Saved entries:
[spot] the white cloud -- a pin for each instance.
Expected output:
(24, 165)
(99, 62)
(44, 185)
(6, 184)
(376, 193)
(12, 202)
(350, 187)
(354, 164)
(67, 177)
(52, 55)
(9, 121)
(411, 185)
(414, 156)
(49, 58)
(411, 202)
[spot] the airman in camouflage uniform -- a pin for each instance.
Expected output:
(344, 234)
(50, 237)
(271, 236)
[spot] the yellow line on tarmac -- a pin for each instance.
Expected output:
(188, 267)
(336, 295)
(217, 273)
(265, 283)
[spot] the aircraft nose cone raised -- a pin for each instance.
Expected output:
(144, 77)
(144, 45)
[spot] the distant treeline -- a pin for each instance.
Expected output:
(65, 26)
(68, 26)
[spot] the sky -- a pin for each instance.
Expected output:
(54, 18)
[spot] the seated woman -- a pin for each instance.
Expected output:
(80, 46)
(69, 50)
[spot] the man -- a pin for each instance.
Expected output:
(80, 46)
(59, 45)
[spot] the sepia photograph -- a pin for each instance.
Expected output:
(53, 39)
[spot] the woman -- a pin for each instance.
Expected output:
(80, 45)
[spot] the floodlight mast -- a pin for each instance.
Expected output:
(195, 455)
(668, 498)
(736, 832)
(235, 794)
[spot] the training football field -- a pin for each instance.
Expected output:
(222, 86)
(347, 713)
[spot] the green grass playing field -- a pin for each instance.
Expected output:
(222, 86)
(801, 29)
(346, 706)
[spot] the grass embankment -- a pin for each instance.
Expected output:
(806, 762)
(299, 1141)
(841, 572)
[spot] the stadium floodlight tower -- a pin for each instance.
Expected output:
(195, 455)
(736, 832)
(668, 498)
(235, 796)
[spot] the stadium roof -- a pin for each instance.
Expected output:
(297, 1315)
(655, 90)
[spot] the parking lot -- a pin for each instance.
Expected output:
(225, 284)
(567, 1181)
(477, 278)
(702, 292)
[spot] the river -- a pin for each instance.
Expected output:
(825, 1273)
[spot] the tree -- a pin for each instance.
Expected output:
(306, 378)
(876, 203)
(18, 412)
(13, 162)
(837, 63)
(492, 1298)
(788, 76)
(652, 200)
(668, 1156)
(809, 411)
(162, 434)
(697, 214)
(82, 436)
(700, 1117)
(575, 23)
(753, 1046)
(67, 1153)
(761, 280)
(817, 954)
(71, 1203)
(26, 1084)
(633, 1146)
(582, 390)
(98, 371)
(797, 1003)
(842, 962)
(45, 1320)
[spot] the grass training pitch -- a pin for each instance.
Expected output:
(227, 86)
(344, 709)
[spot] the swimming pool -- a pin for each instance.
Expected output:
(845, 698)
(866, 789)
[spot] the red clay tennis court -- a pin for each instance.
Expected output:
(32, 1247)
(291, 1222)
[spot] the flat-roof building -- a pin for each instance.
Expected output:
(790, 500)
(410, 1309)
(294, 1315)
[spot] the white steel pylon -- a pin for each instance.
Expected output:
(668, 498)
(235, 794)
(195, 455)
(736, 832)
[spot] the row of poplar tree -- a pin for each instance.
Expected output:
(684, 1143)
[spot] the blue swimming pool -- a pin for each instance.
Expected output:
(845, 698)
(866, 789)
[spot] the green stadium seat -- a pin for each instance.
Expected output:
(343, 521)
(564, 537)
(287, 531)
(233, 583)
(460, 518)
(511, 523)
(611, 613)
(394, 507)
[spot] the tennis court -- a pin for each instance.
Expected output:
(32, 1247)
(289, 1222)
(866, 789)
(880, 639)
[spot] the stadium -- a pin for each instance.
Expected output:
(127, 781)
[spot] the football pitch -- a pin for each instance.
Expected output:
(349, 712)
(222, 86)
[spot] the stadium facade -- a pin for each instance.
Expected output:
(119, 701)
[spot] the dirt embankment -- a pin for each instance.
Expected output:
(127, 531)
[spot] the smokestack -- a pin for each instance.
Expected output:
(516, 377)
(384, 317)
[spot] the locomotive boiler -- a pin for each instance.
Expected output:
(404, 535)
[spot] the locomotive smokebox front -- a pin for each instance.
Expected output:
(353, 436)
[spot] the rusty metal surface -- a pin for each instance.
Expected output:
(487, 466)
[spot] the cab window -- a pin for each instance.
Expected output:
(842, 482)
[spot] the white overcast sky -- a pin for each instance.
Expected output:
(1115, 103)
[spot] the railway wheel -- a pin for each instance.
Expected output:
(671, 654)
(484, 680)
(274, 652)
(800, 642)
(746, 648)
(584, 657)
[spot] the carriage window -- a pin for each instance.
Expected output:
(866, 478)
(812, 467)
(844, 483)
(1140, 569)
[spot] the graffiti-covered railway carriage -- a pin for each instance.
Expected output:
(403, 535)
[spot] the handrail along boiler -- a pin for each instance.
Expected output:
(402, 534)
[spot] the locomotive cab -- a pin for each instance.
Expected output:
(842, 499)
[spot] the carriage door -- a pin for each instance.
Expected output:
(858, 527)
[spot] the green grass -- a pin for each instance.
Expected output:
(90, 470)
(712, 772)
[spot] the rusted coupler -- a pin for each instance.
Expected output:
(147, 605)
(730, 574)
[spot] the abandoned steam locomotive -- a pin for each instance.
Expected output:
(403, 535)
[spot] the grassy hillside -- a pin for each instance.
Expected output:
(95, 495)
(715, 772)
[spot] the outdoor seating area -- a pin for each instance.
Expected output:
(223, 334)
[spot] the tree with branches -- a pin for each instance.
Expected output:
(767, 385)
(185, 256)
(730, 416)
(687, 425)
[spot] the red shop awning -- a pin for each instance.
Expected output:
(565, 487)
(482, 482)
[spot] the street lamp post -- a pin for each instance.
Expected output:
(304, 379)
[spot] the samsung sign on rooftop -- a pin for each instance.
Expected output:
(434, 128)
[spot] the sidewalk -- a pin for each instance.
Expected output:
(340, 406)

#### PROBLEM STATEMENT
Line by line, reproduce the data exactly.

#### OUTPUT OF THE EXERCISE
[spot] the white cloud -- a pin for each instance.
Expected output:
(24, 165)
(99, 62)
(44, 185)
(6, 184)
(376, 193)
(12, 202)
(350, 187)
(354, 164)
(67, 177)
(52, 55)
(9, 121)
(411, 185)
(414, 156)
(49, 58)
(411, 202)
[spot] the airman in camouflage uniform -- a pin for each instance.
Expected output:
(344, 234)
(50, 237)
(271, 236)
[spot] the yellow line on tarmac -- a pin for each instance.
Expected output:
(188, 267)
(336, 295)
(217, 273)
(265, 283)
[spot] the aircraft nose cone raised -- a pin for each instance.
Expected output:
(144, 77)
(144, 45)
[spot] the distant treeline -- a pin for each instance.
Expected output:
(65, 26)
(68, 26)
[spot] the sky -- a pin for each instance.
Expected output:
(54, 18)
[spot] the seated woman -- a pin for each instance.
Expected output:
(80, 46)
(69, 50)
[spot] the man -- a pin for each instance.
Expected output:
(80, 46)
(59, 45)
[spot] the sepia photograph -- a pin for each instance.
Expected output:
(53, 39)
[spot] the woman -- a pin for each instance.
Expected output:
(80, 45)
[spot] the floodlight mast -- a pin for each instance.
Expected output:
(195, 455)
(668, 498)
(736, 832)
(235, 794)
[spot] the training football field -- a pin for each instance.
Expected output:
(222, 86)
(347, 713)
[spot] the green grass playing field -- a pin for each instance.
Expected output:
(222, 86)
(801, 29)
(346, 706)
[spot] the grass embankment -- a pin for each instance.
Expected output:
(806, 762)
(299, 1141)
(841, 572)
[spot] the stadium floodlight tower -- a pin for each instance.
Expected output:
(195, 455)
(736, 832)
(668, 498)
(235, 796)
[spot] the stadium roof -- a pin for each instance.
Expected output:
(297, 1315)
(655, 90)
[spot] the parking lot -- a pin for each instance.
Expected output:
(225, 284)
(567, 1181)
(477, 278)
(702, 292)
[spot] the river -- a pin for each instance.
Expected output:
(825, 1273)
[spot] the tree -- a pin for each instance.
Expected output:
(306, 378)
(876, 203)
(18, 412)
(13, 162)
(837, 63)
(492, 1298)
(788, 76)
(652, 200)
(668, 1156)
(809, 411)
(162, 434)
(697, 214)
(82, 436)
(700, 1117)
(575, 23)
(753, 1046)
(67, 1153)
(761, 280)
(817, 954)
(71, 1203)
(26, 1084)
(633, 1146)
(582, 390)
(98, 371)
(797, 1003)
(842, 962)
(45, 1320)
[spot] the grass training pitch -- a pin for each instance.
Expected output:
(227, 86)
(344, 709)
[spot] the swimming pool -- a pin for each instance.
Expected output:
(845, 698)
(866, 789)
[spot] the red clay tennis court -- a pin for each instance.
Expected output:
(32, 1247)
(291, 1222)
[spot] the flat-roof building -- a pin for each instance.
Expected output:
(790, 500)
(410, 1309)
(294, 1315)
[spot] the white steel pylon -- a pin for each instance.
Expected output:
(668, 498)
(235, 794)
(195, 455)
(736, 832)
[spot] the row of poplar tree -- a pin for each instance.
Expected output:
(684, 1143)
[spot] the blue swimming pool -- a pin for each instance.
Expected output:
(845, 698)
(866, 789)
[spot] the green stadium seat -- a pin for each instance.
Expected output:
(343, 521)
(564, 537)
(287, 531)
(233, 583)
(460, 518)
(511, 523)
(611, 613)
(394, 507)
[spot] the tennis court -- a pin for each instance.
Expected output:
(32, 1247)
(289, 1222)
(866, 789)
(880, 639)
[spot] the stadium -- a pin for each instance.
Expected output:
(127, 781)
[spot] the football pitch -- a pin for each instance.
Expected output:
(349, 712)
(222, 86)
[spot] the stadium facade -- a pin for each instance.
Expected output:
(119, 701)
[spot] the dirt embankment -- a pin for each instance.
Expected output:
(127, 531)
[spot] the smokestack -- a pin for each instance.
Expected output:
(516, 377)
(384, 317)
[spot] the locomotive boiler -- a pin for each instance.
Expected output:
(404, 535)
[spot] the locomotive smokebox front -- a pin for each instance.
Expected output:
(353, 436)
[spot] the rusty metal surface -- a pin for each instance.
Expected output:
(487, 466)
[spot] the cab window -- a pin for each instance.
Expected output:
(842, 482)
[spot] the white overcast sky -- a pin for each instance.
Expected output:
(1115, 103)
[spot] the railway wheel -- a pin for each instance.
Expected output:
(671, 654)
(484, 680)
(274, 652)
(800, 642)
(746, 648)
(584, 657)
[spot] the carriage window -- a pin for each instance.
Expected output:
(866, 478)
(812, 467)
(844, 483)
(1140, 569)
[spot] the graffiti-covered railway carriage -- a pin for each instance.
Expected output:
(403, 535)
[spot] the handrail along boiler -- a pin for each instance.
Expected output:
(402, 534)
[spot] the locomotive cab -- a pin for each instance.
Expected output:
(842, 499)
[spot] the carriage door -- a pin for each instance.
Expected output:
(858, 527)
[spot] the green grass -- a pin for each instance.
Expected output:
(90, 470)
(712, 772)
[spot] the rusted coupler -- a pin for each instance.
Expected output:
(147, 605)
(730, 574)
[spot] the abandoned steam locomotive -- a pin for each instance.
Expected output:
(403, 535)
[spot] the grassy hillside -- a pin for each instance.
Expected output:
(95, 495)
(715, 772)
[spot] the outdoor seating area -- a pin for each instance.
Expected output:
(223, 334)
[spot] the tree with branches -- a pin for each instance.
Expected output:
(767, 385)
(185, 256)
(730, 416)
(687, 425)
[spot] the red shop awning -- a pin for each instance.
Expected output:
(565, 487)
(482, 482)
[spot] the street lamp post -- a pin for each instance.
Expected output:
(304, 379)
[spot] the samsung sign on rooftop -- a pin for each instance.
Expected output:
(434, 128)
[spot] the sidewalk -- a pin for each instance.
Expected output:
(340, 406)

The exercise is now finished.